A Frenchman in Search of Franklin: De Bray's Arctic Journal, 1852-1854

Description

339 pages
Contains Photos, Illustrations, Maps, Bibliography, Index
$35.00
ISBN 0-8020-2813-6
DDC 917.19'5441'092

Year

1992

Contributor

Edited by Edited and translated by William Barr
Reviewed by Steve Pitt

Steve Pitt is a Toronto-based freelance writer and an award-winning journalist. He has written many young adult and children's books, including Day of the Flying Fox: The True Story of World War II Pilot Charley Fox.

# DATA SECTION
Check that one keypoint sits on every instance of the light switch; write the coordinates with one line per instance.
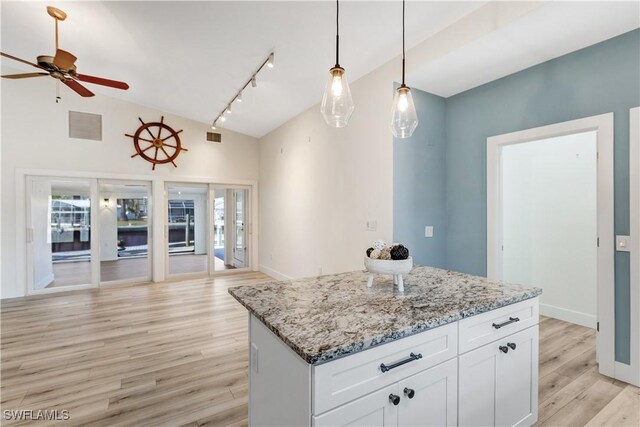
(623, 244)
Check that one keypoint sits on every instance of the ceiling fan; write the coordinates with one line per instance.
(62, 66)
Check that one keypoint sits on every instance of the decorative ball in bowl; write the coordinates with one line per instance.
(393, 260)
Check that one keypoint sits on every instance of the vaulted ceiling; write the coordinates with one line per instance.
(190, 58)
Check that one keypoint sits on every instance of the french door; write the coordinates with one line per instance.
(207, 229)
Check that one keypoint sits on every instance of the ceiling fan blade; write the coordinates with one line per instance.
(78, 88)
(64, 60)
(24, 76)
(6, 55)
(100, 81)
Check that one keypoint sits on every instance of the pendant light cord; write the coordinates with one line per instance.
(403, 43)
(337, 33)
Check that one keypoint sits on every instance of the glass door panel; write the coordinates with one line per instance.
(230, 240)
(187, 229)
(124, 231)
(240, 231)
(59, 234)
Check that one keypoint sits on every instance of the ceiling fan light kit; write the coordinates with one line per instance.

# WORK TO DO
Pick up the book page on De Bray's Arctic journal right after its last sentence and write what comes next.

# RIGHT ANSWER
Review

In 1845 two small ships bearing Sir John Franklin and nearly 200 British
seamen sailed into the Canadian Arctic and were never seen again. Over
the next decade, numerous expeditions were organized to search for the
lost expedition. In 1852, Ensign de Bray of Napoleon III’s Imperial
French Navy joined yet another naval expedition and kept a journal,
which is translated and published in this volume for the first time. For
anyone interested in early Arctic exploration or High Victorian drama,
this book is a must. DeBray was a fanatic for detail. His diary is
filled with sketches and maps of everything from tent stoves to
shipwrecks.

At first an outsider, de Bray is slowly drawn into the world of his
hosts and even takes part in two time-honored English traditions:
Christmas (in 1852, a holiday peculiar to England) and cross dressing.
The latter was in aid of shipboard theatricals. De Bray records that his
stint as a Bloomer Girl nearly cost him his toes as he strutted Her
Majesty’s deck in tight satin slippers at 27 below zero. Rule
Britannia.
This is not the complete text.